Passage to read:
Posts Tagged ‘WOMEX’
The French-rooted communities in Canada and Louisiana have become treasure houses of culture, and that culture summons up a way of life where people worked hard, loved hard, and danced just as hard.
A good dance band has to keep the dancers moving. And if the beat isn’t right, the dancers will know it — and show it. So not only do you have to be fleet-fingered, your energy has to match that of the dancers, it has to push them, lift them, provide that wonderful ride and release that is a good dance. Watching and listening to the Québécois band De Temps Antan at their WOMEX showcase, that point was powerfully brought home. The room was only just large enough for the crowd that came to hear them, and there was certainly no room for dancing. Still, one could see the many dance gigs that must have shaped this trio. You’ll see a superb interaction and great joy in their presentation, and they feed off the energy in a room and get stronger with each song. Having reviewed the footage I shot many times, I can tell you that I almost felt exhausted myself by the end of the set– yet their tempos remained rock solid and their arrangements tight.

Information given:
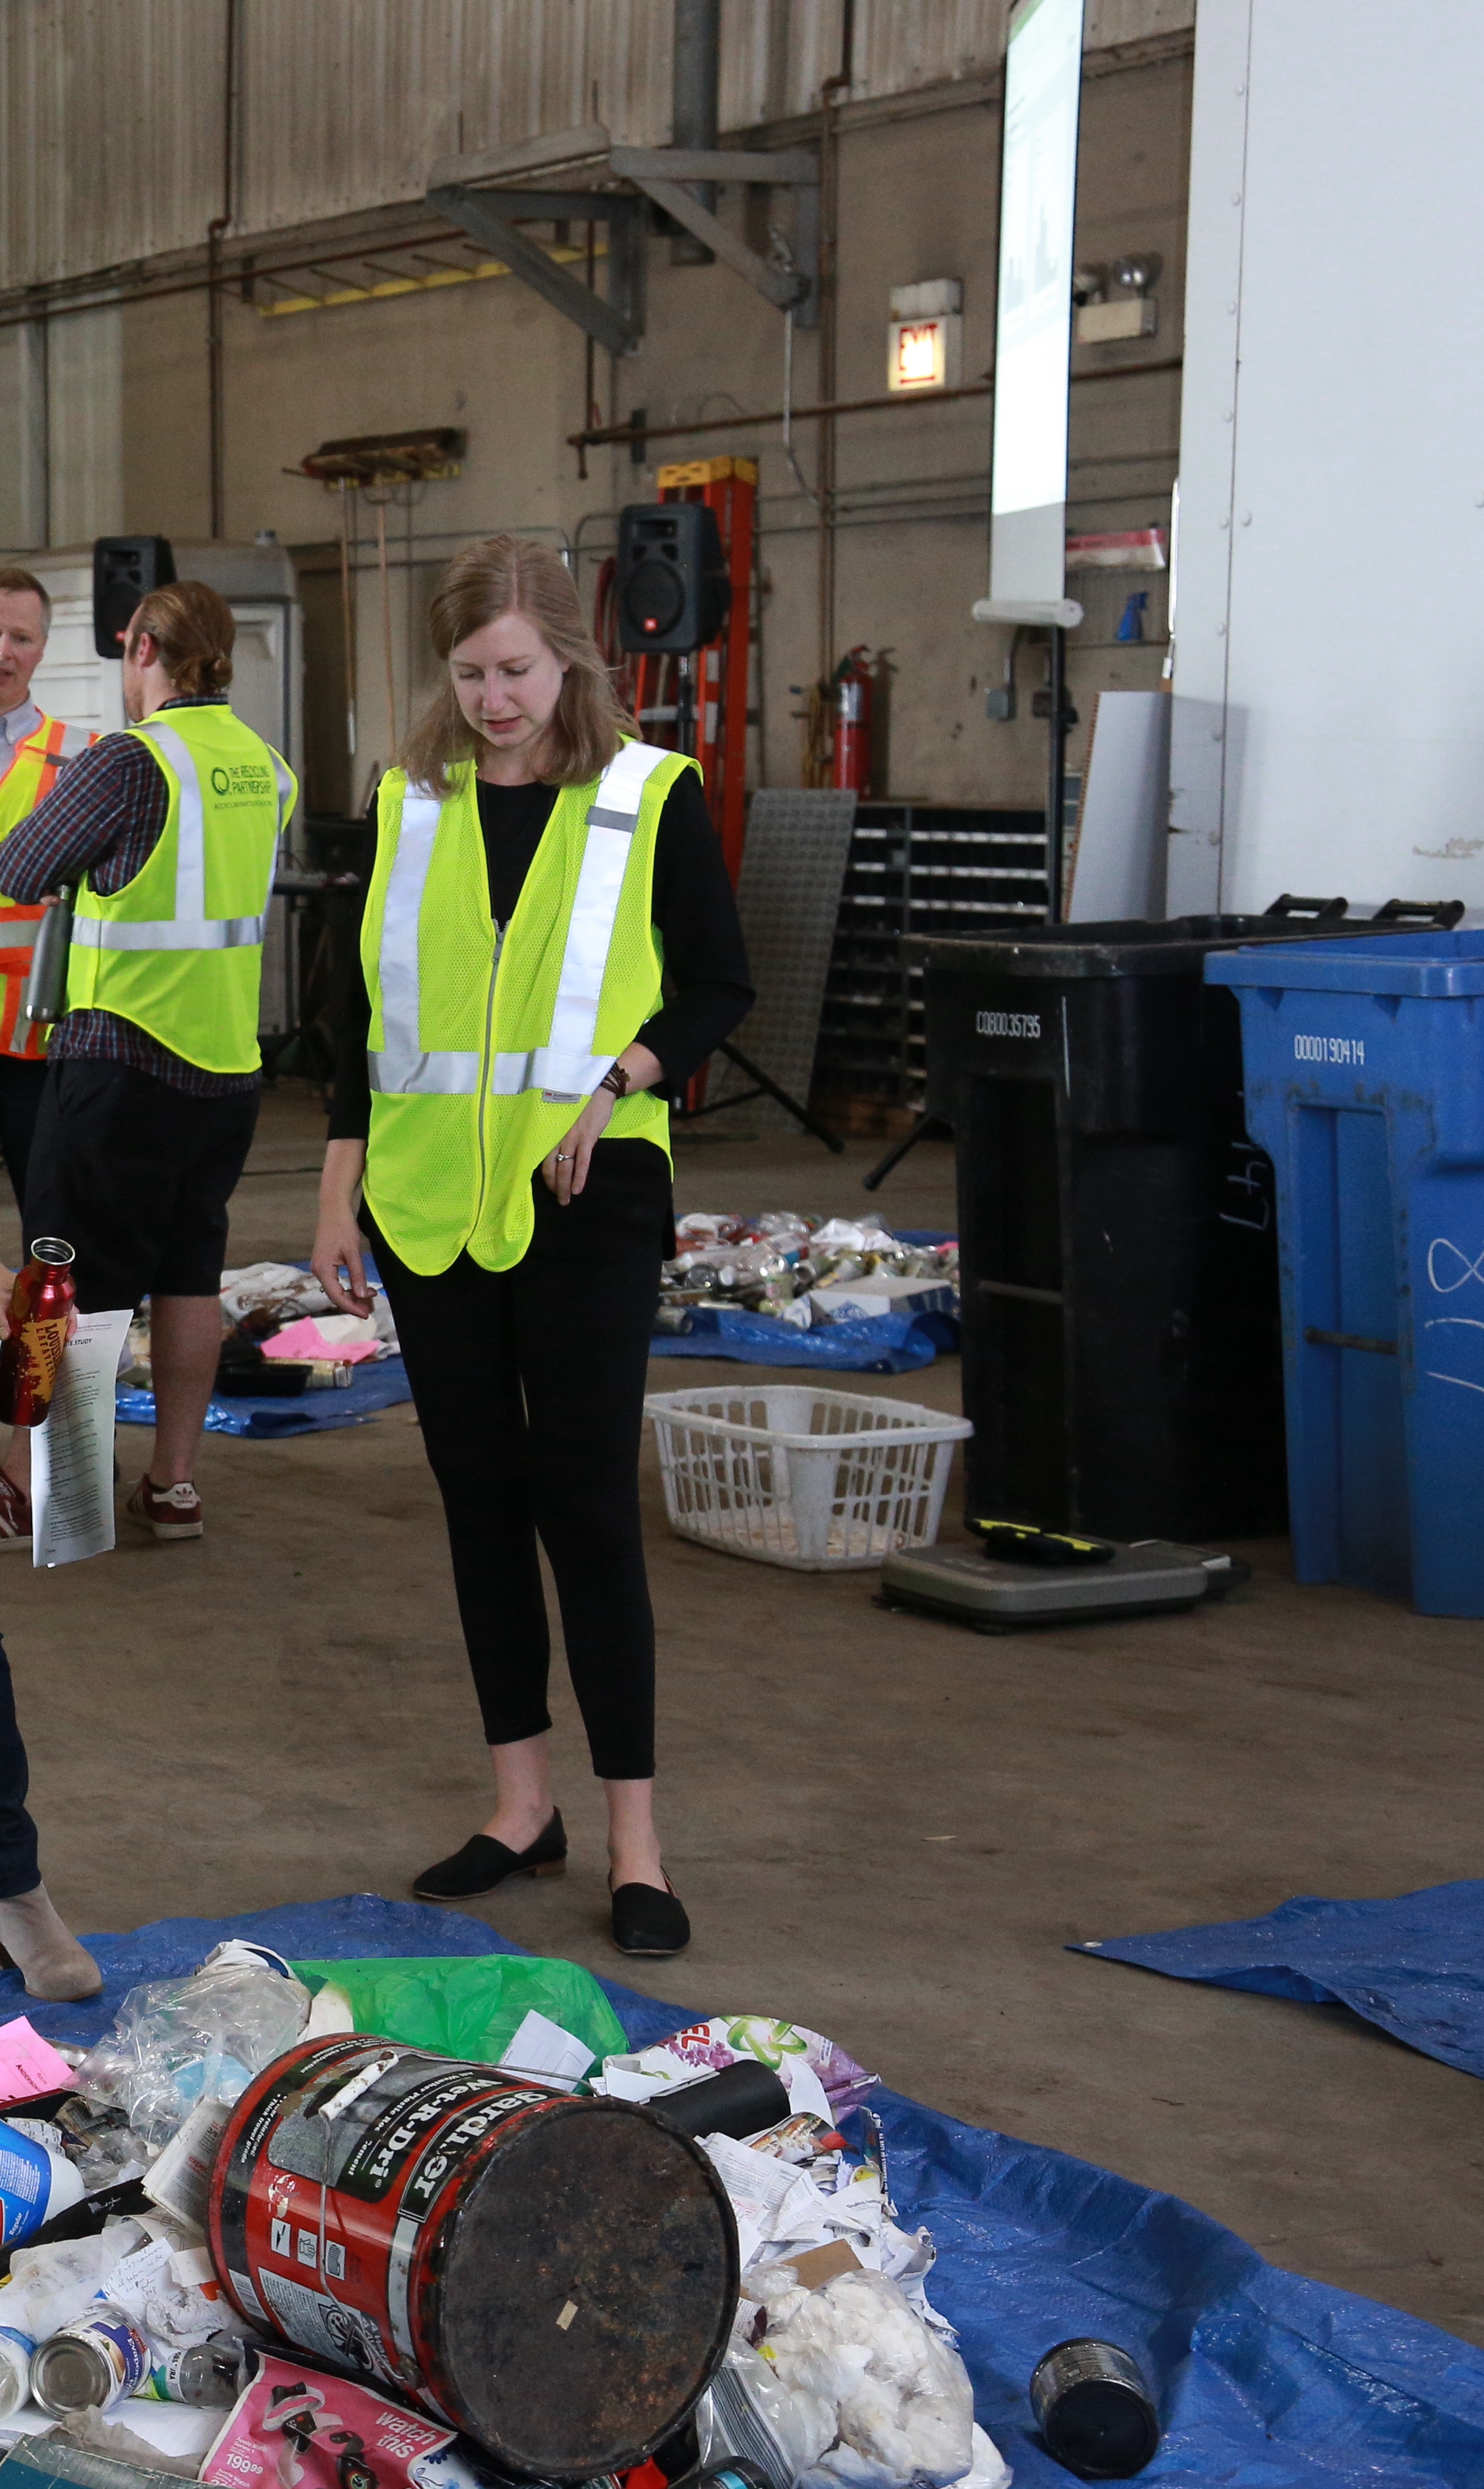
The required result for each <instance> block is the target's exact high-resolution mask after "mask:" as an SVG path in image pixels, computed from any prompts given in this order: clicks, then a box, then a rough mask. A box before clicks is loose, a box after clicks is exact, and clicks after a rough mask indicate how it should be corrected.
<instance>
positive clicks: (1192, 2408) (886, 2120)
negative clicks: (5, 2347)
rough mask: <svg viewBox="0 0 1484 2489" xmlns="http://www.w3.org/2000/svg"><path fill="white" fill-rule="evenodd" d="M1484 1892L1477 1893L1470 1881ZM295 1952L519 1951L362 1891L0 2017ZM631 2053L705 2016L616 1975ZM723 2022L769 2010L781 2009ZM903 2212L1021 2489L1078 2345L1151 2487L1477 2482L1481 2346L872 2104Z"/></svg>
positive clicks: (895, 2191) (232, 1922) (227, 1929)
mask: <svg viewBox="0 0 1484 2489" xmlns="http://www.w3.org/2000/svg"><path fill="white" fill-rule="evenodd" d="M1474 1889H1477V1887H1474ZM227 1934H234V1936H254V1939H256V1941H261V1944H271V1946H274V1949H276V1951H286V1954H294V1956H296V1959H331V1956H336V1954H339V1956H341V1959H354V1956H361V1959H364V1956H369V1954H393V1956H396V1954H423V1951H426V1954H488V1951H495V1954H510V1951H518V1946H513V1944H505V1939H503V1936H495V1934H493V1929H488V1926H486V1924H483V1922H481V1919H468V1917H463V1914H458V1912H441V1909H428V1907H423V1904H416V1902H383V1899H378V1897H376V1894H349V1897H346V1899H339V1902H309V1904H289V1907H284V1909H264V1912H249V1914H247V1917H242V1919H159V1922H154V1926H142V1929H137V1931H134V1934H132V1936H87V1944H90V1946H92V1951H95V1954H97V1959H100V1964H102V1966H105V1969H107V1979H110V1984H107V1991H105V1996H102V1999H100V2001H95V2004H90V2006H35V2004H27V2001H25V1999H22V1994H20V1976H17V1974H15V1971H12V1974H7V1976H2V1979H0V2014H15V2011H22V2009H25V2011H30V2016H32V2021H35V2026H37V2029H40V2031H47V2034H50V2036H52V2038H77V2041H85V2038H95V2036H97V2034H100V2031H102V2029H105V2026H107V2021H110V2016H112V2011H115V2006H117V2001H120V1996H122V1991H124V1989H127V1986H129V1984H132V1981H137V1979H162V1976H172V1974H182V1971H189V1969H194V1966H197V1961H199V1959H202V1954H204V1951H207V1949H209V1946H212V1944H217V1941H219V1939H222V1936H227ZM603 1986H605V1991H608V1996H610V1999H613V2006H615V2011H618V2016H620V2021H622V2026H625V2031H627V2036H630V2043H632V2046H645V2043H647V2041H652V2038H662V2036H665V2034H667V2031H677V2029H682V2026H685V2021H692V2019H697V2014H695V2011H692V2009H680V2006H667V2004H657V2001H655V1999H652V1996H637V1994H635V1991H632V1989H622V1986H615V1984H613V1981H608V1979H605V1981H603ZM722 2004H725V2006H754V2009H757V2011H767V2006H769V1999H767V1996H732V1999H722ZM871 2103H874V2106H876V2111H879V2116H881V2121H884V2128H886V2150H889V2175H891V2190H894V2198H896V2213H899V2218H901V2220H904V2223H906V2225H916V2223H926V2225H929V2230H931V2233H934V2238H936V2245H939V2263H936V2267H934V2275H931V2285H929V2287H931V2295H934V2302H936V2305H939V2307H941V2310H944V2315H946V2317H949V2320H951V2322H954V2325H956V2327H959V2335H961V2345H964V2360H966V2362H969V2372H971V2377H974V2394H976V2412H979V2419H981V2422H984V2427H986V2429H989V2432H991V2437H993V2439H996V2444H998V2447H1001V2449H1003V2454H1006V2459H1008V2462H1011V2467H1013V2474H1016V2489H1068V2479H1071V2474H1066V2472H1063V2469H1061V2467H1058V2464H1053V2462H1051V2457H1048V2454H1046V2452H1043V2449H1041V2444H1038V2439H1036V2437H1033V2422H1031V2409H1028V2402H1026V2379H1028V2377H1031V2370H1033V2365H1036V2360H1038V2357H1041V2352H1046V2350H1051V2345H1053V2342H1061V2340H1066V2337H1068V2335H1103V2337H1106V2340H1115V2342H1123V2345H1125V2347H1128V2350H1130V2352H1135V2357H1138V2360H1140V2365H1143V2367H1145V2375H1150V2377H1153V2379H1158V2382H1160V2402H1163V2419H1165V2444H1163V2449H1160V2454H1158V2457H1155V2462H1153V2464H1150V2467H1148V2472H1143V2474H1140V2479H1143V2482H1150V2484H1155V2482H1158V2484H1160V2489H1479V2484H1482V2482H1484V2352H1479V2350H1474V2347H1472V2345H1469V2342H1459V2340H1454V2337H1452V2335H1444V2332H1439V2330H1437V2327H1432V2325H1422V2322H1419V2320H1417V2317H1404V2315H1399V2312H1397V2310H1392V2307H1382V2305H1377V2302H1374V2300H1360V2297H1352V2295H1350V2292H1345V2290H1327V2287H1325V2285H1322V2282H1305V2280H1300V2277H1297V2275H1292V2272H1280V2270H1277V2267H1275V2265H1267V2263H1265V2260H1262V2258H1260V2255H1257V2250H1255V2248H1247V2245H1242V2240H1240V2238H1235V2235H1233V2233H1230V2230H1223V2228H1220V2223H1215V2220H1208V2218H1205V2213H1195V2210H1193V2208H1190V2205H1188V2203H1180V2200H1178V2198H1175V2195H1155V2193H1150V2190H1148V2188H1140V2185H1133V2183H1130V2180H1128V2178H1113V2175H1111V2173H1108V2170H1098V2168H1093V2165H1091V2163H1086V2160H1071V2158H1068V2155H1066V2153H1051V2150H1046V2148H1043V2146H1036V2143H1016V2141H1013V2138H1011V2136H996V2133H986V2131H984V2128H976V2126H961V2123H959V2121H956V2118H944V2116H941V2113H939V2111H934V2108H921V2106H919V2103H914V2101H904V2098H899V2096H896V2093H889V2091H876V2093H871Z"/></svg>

Exercises:
A) Answer these questions using the WOMEX post:
(i) Which communities does the post call treasure houses of culture?
(ii) How many musicians make up De Temps Antan?
(iii) What two things about the band's playing stayed solid and tight through the end of the set?
B) Reproduce word for word the part of the WOMEX post starting at "Posts Tagged ‘WOMEX’" and ending at "just as hard.".
C) Take the WOMEX post further, picking up after its final sentence.

Expected responses:
A)
(i) The French-rooted communities in Canada and Louisiana.
(ii) Three; the band is a trio.
(iii) Their tempos stayed rock solid and their arrangements stayed tight.

B)
Posts Tagged ‘WOMEX’
The French-rooted communities in Canada and Louisiana have become treasure houses of culture, and that culture summons up a way of life where people worked hard, loved hard, and danced just as hard.

C)
That said, I’ve chosen to start off my video with one of their slower songs, one they found in an archive. These guys do their homework researching older material and giving it fresh new arrangements. “Jeune et Jolie” (young and pretty) has a sturdy melody, and the band works it for all its worth. It gives you a chance to see that these guys –who all, by the way, tenured with “La Bottine Souriante” that institution of Québécois music — aren’t just wonderful instrumentalists, they are also excellent singers. This is followed by a buoyant dance medley.
Watching a performance like this makes me wonder what we may have lost in our journey towards more and more impersonal modes of music delivery. I ask myself “what is the difference in the experience of dancing to a live band, and dancing to a deejay?” It’s a hard one to answer, but there are differences, and they are worth thinking about and evaluating.
De Temps Antan is: Éric Beaudry (guitar, bouzouki, vocals, feet), André Brunet (fiddle, vocals, feet) and Pierre-Luc Dupuis (accordion, harmonica, vocals, feet).
Papa Wemba was already a huge star in the Congo when I was just getting my feet wet in world music over twenty-five years ago. I first encountered Congolese popular music through the recordings of Tabu Ley Rochereau. The music was incredibly buoyant, reminding me a lot of the uplifting character of Haitian compas. I spent many an hour dancing alone in my apartment to that insanely happy beat called soukous. Papa Wemba’s name is likewise associated with soukous and Congolese rhumba, and he is a major force in his own right, cranking out hit after hit. As you will hear, his voice is sweetness itself, and if you are not already familiar with his music I suspect you will want to hear more.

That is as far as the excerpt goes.